強化された排出規制に対応を急ぐ海運業界!燃料とCO2排出量の減らす方法を模索
海運業界では、既存船をGHG(温室効果ガス)排出規制に対応させる方法が模索されています。
2023年7月、IMO(国際海事機関)はGHG排出規制の強化を発表。海運各社は、排出規制に対応した新造船の調達を急いでいます。
とはいえ、排出規制に対応した船は数が揃うまでは期間が必要であり、それまでは従来の化石燃料を使用する船を使うしかありません。
そのため、現在運航させている既存船を排出規制下で運用する方法が各社で試されています。
脱炭素の船が揃うまで “つなぎ”が必要
海運の脱炭素に向けて、アンモニアや水素などを燃料にする船舶の開発が進んでいます。
しかし、脱炭素化した船舶は開発・実験段階であり、導入できるのは2030年頃とされています。
2023年現在で注目されているのがLNG(液化天然ガス)燃料船です。日本郵船や商船三井では少数の燃料船を竣工させていますが、数が足りません。発注や建造も行っていますが、竣工するのは2025、26年とされています。
したがって、当面の間は既存船を排出規制に対応させて運用する”つなぎ”の方法が必要です。

- 作業指示 1
記録の中から「pants」という語を含む行をすべて示してください。
このテキストと記録は、それぞれ独立した別個の資料です。

- 提供データ
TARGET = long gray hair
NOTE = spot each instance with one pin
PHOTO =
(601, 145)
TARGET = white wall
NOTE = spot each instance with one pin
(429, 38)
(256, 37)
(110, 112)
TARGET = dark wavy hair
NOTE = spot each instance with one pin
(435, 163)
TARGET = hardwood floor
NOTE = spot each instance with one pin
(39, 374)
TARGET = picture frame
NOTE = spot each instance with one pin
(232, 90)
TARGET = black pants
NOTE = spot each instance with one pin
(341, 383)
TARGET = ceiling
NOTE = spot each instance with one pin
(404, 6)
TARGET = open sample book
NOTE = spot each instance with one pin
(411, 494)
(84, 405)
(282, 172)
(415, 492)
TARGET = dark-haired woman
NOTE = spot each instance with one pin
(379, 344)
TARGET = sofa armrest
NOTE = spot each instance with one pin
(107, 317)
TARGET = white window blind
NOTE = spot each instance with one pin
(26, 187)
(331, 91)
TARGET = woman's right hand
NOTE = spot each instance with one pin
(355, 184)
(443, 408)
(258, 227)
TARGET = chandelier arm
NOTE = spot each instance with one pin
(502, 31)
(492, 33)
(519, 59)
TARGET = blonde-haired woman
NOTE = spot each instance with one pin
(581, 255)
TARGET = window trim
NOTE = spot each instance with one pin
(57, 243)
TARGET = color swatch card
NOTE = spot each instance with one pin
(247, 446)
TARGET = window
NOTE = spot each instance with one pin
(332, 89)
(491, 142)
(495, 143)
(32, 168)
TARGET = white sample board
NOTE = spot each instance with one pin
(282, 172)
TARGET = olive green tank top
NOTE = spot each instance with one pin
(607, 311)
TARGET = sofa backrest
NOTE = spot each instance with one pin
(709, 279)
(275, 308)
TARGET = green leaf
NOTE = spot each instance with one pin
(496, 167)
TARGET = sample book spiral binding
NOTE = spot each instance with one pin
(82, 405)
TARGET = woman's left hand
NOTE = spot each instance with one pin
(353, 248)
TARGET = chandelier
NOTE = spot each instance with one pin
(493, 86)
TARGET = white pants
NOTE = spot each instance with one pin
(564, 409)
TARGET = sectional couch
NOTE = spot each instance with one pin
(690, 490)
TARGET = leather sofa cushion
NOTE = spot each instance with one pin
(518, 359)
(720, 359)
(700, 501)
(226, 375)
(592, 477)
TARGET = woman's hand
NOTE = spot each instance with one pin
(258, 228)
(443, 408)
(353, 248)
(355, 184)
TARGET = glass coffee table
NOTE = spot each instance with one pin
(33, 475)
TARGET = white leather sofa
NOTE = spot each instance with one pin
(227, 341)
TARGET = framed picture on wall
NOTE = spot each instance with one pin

- 作業指示 2
海運業界の排出規制に関するテキストでは、脱炭素化した船舶を導入できるのはいつ頃とされていますか?

- 解答 1
TARGET = black pants
TARGET = white pants

- 解答 2
2030年頃とされています。